What you have to do:
Quote all entries in full, exactly.

Task inputs:
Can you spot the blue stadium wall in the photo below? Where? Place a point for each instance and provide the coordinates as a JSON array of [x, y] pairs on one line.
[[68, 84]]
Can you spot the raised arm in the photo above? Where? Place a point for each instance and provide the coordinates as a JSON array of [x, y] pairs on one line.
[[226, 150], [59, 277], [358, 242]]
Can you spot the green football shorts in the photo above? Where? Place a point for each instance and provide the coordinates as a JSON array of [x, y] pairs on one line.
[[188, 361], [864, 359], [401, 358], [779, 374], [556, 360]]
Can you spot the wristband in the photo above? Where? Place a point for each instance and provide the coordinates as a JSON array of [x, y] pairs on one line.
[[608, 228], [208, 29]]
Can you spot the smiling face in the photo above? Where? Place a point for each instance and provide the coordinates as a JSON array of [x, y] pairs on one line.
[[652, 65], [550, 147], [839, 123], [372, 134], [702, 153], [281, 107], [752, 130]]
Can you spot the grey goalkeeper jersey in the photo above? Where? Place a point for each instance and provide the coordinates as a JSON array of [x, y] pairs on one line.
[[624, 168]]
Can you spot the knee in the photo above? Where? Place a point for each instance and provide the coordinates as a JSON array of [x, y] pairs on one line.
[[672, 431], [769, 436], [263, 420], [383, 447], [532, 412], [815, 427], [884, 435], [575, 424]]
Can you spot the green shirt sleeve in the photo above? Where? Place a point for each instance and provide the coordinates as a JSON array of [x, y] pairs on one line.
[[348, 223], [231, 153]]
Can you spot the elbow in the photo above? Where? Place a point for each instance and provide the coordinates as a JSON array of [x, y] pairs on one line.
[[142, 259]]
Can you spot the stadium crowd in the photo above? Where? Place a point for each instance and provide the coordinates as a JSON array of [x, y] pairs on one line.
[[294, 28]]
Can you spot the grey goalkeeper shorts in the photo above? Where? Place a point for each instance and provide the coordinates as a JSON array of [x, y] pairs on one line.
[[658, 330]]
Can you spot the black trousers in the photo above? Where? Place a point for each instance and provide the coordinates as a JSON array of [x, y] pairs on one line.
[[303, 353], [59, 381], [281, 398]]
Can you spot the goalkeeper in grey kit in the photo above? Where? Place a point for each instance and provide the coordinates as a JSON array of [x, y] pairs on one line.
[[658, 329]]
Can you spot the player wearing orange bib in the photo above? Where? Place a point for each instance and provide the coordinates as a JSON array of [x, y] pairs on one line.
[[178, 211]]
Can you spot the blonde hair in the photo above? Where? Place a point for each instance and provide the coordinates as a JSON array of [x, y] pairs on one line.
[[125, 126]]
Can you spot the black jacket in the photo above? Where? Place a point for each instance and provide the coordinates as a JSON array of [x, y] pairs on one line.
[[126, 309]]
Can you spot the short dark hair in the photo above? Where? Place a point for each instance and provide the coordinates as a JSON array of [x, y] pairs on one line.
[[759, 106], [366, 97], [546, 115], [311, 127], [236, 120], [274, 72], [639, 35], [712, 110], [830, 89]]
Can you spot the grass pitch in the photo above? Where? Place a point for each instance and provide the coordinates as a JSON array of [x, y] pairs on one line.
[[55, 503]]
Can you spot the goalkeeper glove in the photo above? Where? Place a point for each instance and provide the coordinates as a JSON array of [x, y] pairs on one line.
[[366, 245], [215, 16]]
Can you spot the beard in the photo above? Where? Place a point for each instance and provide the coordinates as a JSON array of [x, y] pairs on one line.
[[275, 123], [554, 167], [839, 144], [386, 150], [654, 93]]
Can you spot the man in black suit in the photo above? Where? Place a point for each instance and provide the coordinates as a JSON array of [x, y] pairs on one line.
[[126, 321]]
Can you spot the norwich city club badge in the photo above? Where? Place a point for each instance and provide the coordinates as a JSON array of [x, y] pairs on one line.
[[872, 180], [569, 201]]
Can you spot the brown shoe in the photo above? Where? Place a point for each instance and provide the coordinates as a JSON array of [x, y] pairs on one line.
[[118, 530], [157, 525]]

Answer to this problem:
Can you spot the blue stadium wall in the photo below? Where? Place a point for each instance and provide the coordinates as a JSON array of [x, y] pairs on one line.
[[68, 84]]
Can you spot the raised arm in the photo above? Where? Place a point for each instance and provide the coordinates as a JSON array of [x, y] pairs on one line.
[[226, 150], [59, 277], [358, 242]]
Can you spot the green football shorts in the photo above? Where? Place a point for each instance and provide the coordinates as a JSON array of [x, y] pairs on one line.
[[188, 361], [864, 359], [401, 358], [779, 374], [556, 360]]
Can you spot the wristband in the photo above? Where? Place a point for each instance and provide the coordinates as a JSON array of [x, y] pairs on one line.
[[608, 228], [208, 29]]
Can you spot the smiling face in the photo above? Where? Place a point for each instance and provide the coordinates as a JSON array of [x, y] pairs on one line.
[[652, 65], [550, 147], [839, 123], [372, 134], [702, 153], [281, 107], [752, 130]]
Can you spot the grey goalkeeper jersey in the photo above? Where? Place a point for each instance and provide the coordinates as a JSON array of [x, y] pairs on one line.
[[624, 168]]
Can you spot the knee in the photo above? Where? Place a point for each instance and provide the coordinates as a JSON array of [x, y] pairs on one line.
[[672, 431], [769, 436], [263, 420], [383, 447], [532, 412], [815, 427], [884, 435], [575, 424]]
Can you spot the green shirt sleeve in the photo above? Where? Place a point for each instance and provide the coordinates as a JSON array of [x, y] pairs on one line.
[[348, 223], [231, 153]]
Can you spot the elbow in the photo above? Where? Place a point for each instance and provide the coordinates as a JSON array of [x, y] pairs on one line.
[[142, 259]]
Can you spot the stadium crowd in the photo above? Where? Place a point for each instance and provide the coordinates as a JSON array of [x, y] pairs on one line.
[[294, 28]]
Can you spot the grey goalkeeper shorts in the photo above? Where? Place a point for each instance and provide the coordinates as a JSON array of [x, y] pairs on one line.
[[658, 330]]
Can you spot the black trousers in the photo above? Where? Place a point for each instance and provide the coordinates as a JSON array of [x, y] pairs on one line.
[[303, 353], [59, 381], [281, 398]]
Can you spot the goalkeeper in grey kit in the photo above? Where? Place a point for each instance and provide the coordinates as a JSON array of [x, y] pairs on one line.
[[658, 329]]
Can you spot the player wearing orange bib in the photo above? Where? Place a point for each instance and provide the coordinates as a JSON array of [x, y] pairs on one line.
[[178, 211]]
Can you spot the blonde hair in the photo above? Where? Place a point for each instance and provide the coordinates as a JSON array of [x, y] pairs on one line.
[[125, 126]]
Can you spot the black jacket in the photo above? Where? Place a point for each instance and provide the coordinates as a JSON array of [x, y] pairs on one line.
[[126, 309]]
Can you spot the short dark hair in the photo above? Where? Place a point for each instance and provide the coordinates as a JSON array of [x, y] pairs on one line.
[[759, 106], [366, 97], [546, 115], [311, 127], [236, 120], [274, 72], [639, 35], [712, 110], [830, 89]]
Can you spot the grass pitch in the photo above? Where? Place a point for each instance and provide the coordinates as a JSON array of [x, y] pairs on one line.
[[55, 503]]
Can you spot the goalkeeper glove in the photo above? Where? Place a point for each instance and provide the coordinates as a JSON array of [x, y] pairs on one line.
[[366, 245], [215, 16]]
Can you spot the beard in the photo above? Where? Place a point for each instance and provide the coordinates as a JSON array of [x, y] pairs on one line.
[[275, 123], [554, 167], [839, 144], [386, 150], [654, 93]]
Can you spot the man in black suit in the photo above? Where? Place a point for each instance and provide the coordinates as a JSON array of [x, y] pairs on one line.
[[126, 321]]
Can you spot the norwich city club badge in the photo above? Where? Place a point for each instance and provide the coordinates as a JSON array of [x, y] pairs on one line.
[[872, 180], [569, 201]]
Can you spot the brown shoe in the photo above? Where? Place a point for each instance and provide the coordinates as a JSON array of [x, y] pairs on one line.
[[118, 530], [157, 525]]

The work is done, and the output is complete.